◆ Exercise: Which lines of the entries below contain the string "track"? Pull out each of those lines, treating uppercase and lowercase as different.
-- begin Available data --
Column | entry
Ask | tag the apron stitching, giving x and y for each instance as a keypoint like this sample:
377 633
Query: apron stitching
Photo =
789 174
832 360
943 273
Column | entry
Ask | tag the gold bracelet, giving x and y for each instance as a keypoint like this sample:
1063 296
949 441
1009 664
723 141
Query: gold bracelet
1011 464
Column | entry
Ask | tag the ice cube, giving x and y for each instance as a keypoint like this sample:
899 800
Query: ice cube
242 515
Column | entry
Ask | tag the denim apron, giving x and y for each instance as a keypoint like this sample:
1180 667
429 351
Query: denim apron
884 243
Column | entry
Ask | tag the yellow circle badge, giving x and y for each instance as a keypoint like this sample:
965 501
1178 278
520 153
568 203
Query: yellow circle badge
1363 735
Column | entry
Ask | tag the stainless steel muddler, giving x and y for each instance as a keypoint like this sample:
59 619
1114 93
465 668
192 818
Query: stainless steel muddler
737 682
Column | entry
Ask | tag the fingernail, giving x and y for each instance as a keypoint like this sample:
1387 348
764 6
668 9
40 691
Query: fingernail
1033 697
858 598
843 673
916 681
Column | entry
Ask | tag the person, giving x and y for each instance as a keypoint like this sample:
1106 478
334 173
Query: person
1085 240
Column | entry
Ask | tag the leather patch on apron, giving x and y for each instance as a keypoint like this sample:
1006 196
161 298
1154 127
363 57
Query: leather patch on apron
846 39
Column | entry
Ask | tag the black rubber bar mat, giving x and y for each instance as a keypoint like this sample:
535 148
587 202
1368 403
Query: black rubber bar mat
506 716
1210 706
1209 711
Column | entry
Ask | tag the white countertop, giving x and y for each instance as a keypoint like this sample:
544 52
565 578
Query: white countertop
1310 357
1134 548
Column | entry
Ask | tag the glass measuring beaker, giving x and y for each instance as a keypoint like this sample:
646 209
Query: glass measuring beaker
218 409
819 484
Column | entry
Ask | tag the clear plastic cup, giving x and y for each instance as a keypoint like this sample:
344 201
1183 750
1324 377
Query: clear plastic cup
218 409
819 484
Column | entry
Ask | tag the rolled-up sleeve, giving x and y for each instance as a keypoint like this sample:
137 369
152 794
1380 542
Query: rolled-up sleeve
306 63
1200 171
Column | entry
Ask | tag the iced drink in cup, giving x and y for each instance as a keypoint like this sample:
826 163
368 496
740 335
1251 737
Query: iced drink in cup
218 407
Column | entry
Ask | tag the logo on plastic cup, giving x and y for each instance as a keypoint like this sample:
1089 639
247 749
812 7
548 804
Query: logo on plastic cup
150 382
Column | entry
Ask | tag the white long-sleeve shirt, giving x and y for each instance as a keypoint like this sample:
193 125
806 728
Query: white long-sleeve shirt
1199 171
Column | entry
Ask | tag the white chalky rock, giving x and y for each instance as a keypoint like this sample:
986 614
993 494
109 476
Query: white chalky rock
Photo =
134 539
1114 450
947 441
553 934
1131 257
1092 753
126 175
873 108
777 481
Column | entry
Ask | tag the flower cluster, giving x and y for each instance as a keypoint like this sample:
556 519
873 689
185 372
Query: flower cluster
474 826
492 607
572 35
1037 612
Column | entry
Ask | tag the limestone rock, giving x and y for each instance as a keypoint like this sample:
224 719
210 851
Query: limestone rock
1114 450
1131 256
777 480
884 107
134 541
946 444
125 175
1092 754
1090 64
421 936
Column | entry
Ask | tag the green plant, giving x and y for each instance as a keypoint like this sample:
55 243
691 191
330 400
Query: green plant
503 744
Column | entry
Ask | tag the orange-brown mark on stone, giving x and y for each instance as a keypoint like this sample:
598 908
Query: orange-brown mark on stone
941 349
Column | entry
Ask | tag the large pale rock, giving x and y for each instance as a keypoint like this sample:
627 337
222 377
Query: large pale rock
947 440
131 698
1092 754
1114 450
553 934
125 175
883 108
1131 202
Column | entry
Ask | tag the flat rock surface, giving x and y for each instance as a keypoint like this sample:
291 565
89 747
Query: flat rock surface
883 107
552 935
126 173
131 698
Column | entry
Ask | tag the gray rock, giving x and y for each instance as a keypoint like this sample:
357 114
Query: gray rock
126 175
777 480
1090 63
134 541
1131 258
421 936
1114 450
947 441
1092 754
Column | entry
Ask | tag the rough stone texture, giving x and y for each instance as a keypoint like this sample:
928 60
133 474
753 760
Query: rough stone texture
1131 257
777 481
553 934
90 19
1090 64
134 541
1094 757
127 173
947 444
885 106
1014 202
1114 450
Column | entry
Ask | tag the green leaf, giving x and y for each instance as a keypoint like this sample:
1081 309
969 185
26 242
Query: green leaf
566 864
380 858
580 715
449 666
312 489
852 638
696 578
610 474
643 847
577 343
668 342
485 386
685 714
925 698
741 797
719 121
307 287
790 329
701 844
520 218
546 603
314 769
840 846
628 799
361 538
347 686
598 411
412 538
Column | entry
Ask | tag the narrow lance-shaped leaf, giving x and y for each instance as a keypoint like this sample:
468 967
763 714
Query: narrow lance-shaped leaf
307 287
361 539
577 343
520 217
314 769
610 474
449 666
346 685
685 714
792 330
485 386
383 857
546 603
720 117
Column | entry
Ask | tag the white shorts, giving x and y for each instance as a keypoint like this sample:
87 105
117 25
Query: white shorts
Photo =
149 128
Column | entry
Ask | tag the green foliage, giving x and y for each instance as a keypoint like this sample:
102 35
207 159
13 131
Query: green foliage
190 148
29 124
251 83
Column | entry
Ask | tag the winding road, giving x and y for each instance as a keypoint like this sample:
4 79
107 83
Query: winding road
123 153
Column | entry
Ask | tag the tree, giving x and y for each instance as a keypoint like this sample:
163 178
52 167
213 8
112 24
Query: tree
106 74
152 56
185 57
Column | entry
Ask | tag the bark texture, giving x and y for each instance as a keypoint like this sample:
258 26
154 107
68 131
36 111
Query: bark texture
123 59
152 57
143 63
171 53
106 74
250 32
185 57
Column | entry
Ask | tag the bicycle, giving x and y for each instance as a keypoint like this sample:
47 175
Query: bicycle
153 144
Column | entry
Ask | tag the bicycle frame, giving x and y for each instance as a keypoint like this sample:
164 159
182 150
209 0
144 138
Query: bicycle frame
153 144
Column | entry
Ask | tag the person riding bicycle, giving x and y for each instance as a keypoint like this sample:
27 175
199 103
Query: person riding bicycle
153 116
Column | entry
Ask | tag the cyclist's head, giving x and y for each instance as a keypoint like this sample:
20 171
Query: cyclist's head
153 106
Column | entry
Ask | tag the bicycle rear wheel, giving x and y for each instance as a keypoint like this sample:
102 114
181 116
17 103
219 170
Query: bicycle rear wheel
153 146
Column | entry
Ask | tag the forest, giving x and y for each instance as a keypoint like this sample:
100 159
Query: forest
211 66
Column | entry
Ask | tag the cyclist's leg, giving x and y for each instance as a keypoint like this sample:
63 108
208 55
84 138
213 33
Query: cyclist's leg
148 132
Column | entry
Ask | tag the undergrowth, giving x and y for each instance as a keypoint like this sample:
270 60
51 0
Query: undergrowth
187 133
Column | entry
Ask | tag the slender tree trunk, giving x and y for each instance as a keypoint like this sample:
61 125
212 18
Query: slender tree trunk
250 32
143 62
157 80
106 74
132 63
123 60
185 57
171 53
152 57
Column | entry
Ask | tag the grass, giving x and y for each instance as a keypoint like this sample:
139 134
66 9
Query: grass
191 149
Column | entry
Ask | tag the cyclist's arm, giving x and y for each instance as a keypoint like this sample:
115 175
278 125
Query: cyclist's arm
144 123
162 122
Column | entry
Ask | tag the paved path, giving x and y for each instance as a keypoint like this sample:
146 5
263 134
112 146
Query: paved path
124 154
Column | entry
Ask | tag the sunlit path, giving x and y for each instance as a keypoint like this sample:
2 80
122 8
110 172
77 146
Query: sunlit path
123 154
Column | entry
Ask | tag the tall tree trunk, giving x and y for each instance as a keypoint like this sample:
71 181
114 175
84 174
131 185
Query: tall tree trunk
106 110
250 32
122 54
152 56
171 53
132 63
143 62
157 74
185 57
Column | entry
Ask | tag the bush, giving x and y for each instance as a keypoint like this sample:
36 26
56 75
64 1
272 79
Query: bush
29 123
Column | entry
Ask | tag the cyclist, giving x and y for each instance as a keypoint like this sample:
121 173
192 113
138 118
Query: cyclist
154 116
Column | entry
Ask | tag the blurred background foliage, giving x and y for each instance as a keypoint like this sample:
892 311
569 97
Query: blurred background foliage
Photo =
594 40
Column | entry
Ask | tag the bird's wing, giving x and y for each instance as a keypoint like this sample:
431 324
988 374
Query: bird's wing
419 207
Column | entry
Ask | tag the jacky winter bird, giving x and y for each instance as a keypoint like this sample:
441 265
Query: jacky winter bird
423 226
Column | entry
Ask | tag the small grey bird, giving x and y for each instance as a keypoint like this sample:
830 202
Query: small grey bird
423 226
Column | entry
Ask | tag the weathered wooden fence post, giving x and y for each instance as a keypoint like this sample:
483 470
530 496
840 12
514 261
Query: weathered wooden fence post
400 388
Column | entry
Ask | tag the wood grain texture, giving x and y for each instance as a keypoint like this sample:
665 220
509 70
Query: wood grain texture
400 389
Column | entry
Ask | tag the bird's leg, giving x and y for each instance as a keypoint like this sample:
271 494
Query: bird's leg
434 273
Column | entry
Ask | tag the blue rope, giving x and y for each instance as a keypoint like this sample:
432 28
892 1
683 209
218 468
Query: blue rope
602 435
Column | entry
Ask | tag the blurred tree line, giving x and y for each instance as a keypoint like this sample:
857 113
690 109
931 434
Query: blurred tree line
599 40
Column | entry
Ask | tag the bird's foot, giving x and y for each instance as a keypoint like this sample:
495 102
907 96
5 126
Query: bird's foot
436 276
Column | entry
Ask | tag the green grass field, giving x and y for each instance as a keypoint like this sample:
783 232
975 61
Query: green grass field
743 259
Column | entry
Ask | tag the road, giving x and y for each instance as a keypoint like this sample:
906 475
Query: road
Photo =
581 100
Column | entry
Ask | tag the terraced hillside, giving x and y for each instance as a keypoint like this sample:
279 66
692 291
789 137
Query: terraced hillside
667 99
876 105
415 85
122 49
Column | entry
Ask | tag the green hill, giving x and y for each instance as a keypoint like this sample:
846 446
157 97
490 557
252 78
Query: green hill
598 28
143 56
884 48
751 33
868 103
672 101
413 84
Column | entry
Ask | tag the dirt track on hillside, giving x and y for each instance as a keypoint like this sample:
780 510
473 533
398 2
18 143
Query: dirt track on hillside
-- end Available data --
◆ Reply:
Ask | tag the dirt track on hillside, giving x and y for each instance as a keypoint like this sample:
Query: dirt track on hillside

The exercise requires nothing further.